--- Selected passage ---
▼

Stavis adds, “It is rare for a donor family and recipient to actually meet, let alone develop a relationship. This event allows this union to occur. My donor family brings a dozen or so family members each year to walk alongside my family and co-workers. It is an inspiring day.”
More Changes to Come
In 2012, Paragon’s other Principal and Founder, Carpenter, experienced his own medical challenge. He had contracted an infection while in the hospital, which ultimately led to his death 26 months later. It was a brutal period for the company and for Stavis, as both had to absorb the loss of Carpenter.
Stavis says, “It was the hardest thing I ever had to overcome—and I have had to overcome quite a lot during my lifetime.”
“Personally and professionally, [Mission San Juan Capistrano] has become a symbol of our company’s strength and spirit.” Jim Stavis, President and CEO, Paragon Steel
Stavis needed to rally the troops and assure customers, vendors and the bank that the company could survive without Carpenter. He made a decision at that time to focus the operation exclusively on steel distribution, foregoing fabrication.
Stavis’ course focused on both the steel construction sector and the manufactured products sector, once again with an emphasis on service. The shift to distribution only has helped insulate the company from the volatility in construction cycles (as evidenced by the effects of tariffs in 2018) and also provides products for a variety of other types of steel users.
Today, the company distributes a wide range of steel products including angles, channels, beams, plate, tubing and pipe, sheet and coil, bars and strips for structural, nonstructural and ornamental applications. These products are available in a variety of materials including carbon steel, aluminum, stainless steel, alloys in various grades, copper and brass.
While the company does not do large fabrication jobs, it does still provide processing services including saw cutting, flame cutting, water jet, coating, punching, slitting, shearing, leveling and forming.
“Along with fast and reliable deliveries, custom packaging and just-in-time programs, we specialize in hard-to-find items,” Stavis says. “We have a large network of distributors and mills that a buyer typically would not have access to, which allows us to find unusual grades and sizes of steel items.”
As an example, the I-405 Improvement Project initiated by the Orange County Transportation Authority (OCTA) in cooperation with the California Department of Transportation (Caltrans) is an ongoing multiyear project to add a general-purpose lane in each direction on I-405 between I-605 and Euclid Street, and a second lane in each direction to be combined with an existing carpool lane to create the 405 Express Lanes, which will be dual-tolled lanes between I-605 and State Route 73.
Contractors on the project required a specific type of Teflon-coated steel plate. Paragon Steel sourced it from the East Coast and shipped to the job site within a matter of days.
The Future Is Bright
Stavis is very public about his good fortune both personally and professionally. He believes that his company’s journey, and its three decades of success, are also a story of survival, much like Mission San Juan Capistrano.
He adds, “You never know what a day may bring, so hope is fundamental to both my story and Paragon’s story. That belief is central to everything we do because, with hope, we know that anything is possible no matter the challenge.”
Stavis also wrote a book called “When Hope Is Your Only Option” that chronicles his journey. He believes it’s his positive outlook—and a backbone of steel—that has helped Paragon Steel endure through good times and bad.
He concludes, “I believe we all have a purpose, a reason we are here. I encourage our employees to find what drives them and explore with our customers what is important to them. There is more to life than just selling a little steel. And like Mission San Juan Capistrano, we will thrive with character and resilience.”

▲

--- Data records ---
▼

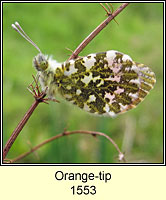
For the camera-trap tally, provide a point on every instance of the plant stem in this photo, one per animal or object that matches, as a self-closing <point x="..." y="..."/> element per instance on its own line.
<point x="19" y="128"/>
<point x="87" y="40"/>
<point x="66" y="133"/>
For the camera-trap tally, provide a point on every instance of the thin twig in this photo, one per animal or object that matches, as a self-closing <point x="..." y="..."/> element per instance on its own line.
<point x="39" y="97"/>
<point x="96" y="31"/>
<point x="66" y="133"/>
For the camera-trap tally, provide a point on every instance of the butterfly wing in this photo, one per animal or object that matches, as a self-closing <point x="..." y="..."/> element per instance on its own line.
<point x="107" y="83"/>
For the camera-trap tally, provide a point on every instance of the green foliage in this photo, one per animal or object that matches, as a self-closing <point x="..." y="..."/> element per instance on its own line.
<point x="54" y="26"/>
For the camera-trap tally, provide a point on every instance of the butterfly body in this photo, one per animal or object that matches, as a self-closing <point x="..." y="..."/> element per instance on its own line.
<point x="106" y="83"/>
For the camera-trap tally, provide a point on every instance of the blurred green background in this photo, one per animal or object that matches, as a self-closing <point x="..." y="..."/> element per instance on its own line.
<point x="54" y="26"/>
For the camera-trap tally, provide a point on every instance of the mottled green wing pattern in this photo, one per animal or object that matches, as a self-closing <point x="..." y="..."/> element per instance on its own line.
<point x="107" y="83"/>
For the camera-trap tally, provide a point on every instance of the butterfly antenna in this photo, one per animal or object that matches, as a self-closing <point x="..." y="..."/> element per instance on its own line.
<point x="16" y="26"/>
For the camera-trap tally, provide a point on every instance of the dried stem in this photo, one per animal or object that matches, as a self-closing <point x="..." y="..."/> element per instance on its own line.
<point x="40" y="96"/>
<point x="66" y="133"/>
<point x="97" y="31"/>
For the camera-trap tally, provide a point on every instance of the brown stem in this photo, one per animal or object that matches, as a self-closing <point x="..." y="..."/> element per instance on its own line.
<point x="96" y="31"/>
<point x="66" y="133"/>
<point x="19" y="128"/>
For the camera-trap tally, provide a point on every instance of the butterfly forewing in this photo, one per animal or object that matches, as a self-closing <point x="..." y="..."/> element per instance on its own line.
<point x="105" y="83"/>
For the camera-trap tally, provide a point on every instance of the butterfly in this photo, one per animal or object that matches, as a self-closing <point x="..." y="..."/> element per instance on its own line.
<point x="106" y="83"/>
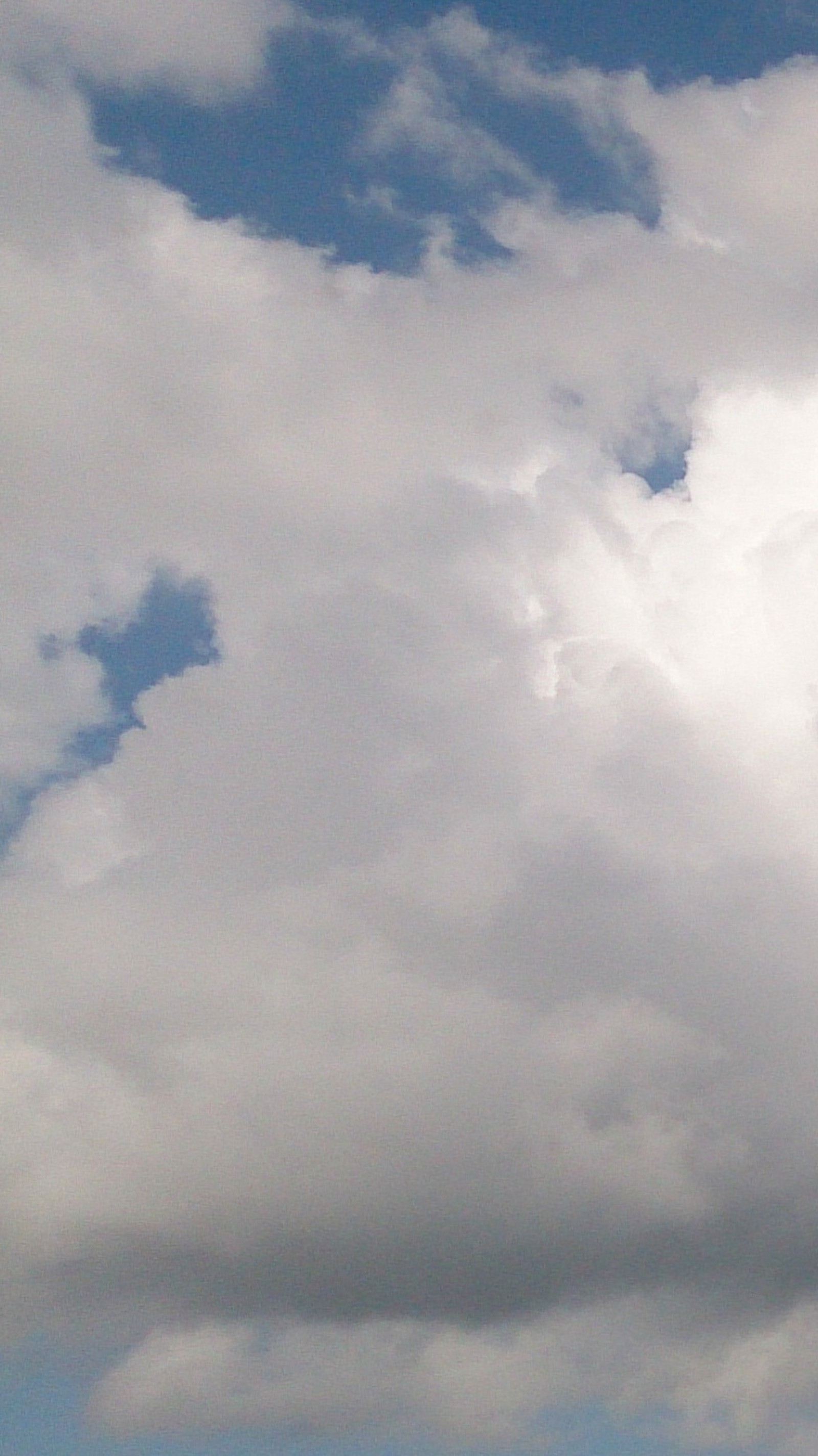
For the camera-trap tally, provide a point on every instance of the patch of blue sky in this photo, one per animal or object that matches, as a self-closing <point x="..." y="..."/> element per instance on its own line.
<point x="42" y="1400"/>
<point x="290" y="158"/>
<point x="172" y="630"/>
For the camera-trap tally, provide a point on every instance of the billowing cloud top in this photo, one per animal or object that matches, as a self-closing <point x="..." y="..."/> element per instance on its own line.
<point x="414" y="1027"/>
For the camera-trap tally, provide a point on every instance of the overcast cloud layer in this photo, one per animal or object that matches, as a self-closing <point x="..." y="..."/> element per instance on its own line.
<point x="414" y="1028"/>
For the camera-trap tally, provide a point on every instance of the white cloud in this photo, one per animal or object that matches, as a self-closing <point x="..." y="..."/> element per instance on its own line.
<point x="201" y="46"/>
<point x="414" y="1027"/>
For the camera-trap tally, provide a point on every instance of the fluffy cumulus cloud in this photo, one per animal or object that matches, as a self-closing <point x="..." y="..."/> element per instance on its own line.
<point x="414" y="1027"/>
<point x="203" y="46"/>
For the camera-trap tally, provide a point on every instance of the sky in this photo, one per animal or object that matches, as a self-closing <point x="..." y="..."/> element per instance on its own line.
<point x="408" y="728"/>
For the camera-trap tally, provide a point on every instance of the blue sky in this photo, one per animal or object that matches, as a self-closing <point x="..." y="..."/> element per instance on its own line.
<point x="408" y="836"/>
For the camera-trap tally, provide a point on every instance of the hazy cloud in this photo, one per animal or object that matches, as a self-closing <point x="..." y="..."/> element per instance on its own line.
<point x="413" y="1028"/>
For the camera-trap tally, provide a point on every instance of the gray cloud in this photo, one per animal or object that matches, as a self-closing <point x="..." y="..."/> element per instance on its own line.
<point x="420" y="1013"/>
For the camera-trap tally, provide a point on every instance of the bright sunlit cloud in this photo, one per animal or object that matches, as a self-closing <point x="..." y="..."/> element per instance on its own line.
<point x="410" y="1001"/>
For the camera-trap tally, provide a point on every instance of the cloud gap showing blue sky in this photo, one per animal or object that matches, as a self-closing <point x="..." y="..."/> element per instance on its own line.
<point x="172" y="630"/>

▲
▼

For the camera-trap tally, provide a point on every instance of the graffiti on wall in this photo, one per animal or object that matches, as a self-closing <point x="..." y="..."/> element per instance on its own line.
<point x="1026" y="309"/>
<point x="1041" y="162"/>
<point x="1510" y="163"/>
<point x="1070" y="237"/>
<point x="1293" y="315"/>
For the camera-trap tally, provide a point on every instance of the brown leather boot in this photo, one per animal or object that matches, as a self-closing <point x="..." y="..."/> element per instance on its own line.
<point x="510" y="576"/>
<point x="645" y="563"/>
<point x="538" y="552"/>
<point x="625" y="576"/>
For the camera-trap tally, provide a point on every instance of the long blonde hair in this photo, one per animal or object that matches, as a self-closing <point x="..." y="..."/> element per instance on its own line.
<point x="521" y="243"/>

▲
▼

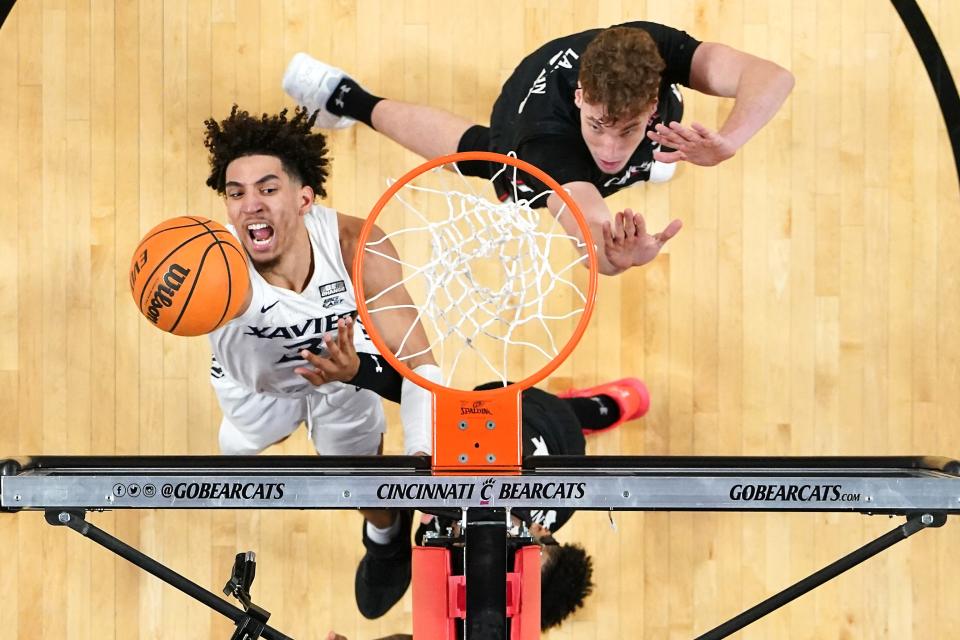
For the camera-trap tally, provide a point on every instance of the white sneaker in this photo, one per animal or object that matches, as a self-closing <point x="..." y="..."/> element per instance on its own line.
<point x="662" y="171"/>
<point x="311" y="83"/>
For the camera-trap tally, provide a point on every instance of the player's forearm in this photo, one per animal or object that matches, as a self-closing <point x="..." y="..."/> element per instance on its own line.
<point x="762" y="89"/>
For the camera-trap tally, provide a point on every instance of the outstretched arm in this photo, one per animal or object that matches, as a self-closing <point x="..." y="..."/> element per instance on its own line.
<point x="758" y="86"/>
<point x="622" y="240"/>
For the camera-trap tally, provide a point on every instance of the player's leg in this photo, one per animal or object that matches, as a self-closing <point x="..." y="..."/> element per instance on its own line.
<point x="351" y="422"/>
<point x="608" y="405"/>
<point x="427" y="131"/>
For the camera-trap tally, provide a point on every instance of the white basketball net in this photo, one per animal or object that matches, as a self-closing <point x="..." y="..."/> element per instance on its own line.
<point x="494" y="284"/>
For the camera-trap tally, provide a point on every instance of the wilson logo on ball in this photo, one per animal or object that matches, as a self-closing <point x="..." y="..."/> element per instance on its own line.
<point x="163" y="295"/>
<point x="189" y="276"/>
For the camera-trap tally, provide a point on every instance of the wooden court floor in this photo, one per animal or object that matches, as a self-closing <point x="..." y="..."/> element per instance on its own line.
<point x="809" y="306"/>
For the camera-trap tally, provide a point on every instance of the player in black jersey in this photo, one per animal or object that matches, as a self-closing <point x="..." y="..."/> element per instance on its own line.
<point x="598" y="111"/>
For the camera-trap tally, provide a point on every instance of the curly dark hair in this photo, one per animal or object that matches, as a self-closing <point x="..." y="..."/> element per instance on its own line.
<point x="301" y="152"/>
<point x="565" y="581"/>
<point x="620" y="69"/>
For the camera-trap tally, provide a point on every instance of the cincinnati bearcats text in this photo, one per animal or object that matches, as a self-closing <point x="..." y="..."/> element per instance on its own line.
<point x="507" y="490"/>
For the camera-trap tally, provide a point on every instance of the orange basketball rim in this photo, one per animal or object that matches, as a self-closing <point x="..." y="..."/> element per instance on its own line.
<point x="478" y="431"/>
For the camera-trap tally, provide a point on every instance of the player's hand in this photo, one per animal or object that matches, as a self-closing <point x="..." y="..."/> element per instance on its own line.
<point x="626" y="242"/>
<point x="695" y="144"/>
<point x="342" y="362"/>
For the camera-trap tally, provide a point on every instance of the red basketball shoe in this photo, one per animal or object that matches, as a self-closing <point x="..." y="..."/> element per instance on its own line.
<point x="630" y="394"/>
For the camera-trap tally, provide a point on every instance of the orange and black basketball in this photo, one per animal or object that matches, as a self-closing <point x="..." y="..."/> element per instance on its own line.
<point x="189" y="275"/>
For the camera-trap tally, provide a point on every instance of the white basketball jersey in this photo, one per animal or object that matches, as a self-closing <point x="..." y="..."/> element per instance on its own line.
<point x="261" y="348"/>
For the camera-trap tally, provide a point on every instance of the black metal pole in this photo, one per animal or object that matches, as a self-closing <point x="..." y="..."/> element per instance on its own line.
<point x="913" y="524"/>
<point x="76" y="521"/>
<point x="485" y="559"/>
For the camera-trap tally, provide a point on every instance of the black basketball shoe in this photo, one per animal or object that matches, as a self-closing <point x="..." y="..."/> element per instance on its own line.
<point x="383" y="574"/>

▲

--- Exercise A ---
List the materials in which, according to the Paragon Steel article above, the company's steel products are available.
--- Exercise B ---
Copy the Paragon Steel article word for word from "Contractors on the" to "matter of days.".
--- Exercise C ---
Using the Paragon Steel article, answer these questions:
(i) In what year did Carpenter experience his own medical challenge?
(ii) What type of steel plate did contractors on the I-405 Improvement Project require?
(iii) What is the title of the book Stavis wrote?

--- Answer space A ---
carbon steel
aluminum
stainless steel
alloys in various grades
copper
brass

--- Answer space B ---
Contractors on the project required a specific type of Teflon-coated steel plate. Paragon Steel sourced it from the East Coast and shipped to the job site within a matter of days.

--- Answer space C ---
(i) 2012
(ii) A specific type of Teflon-coated steel plate
(iii) "When Hope Is Your Only Option"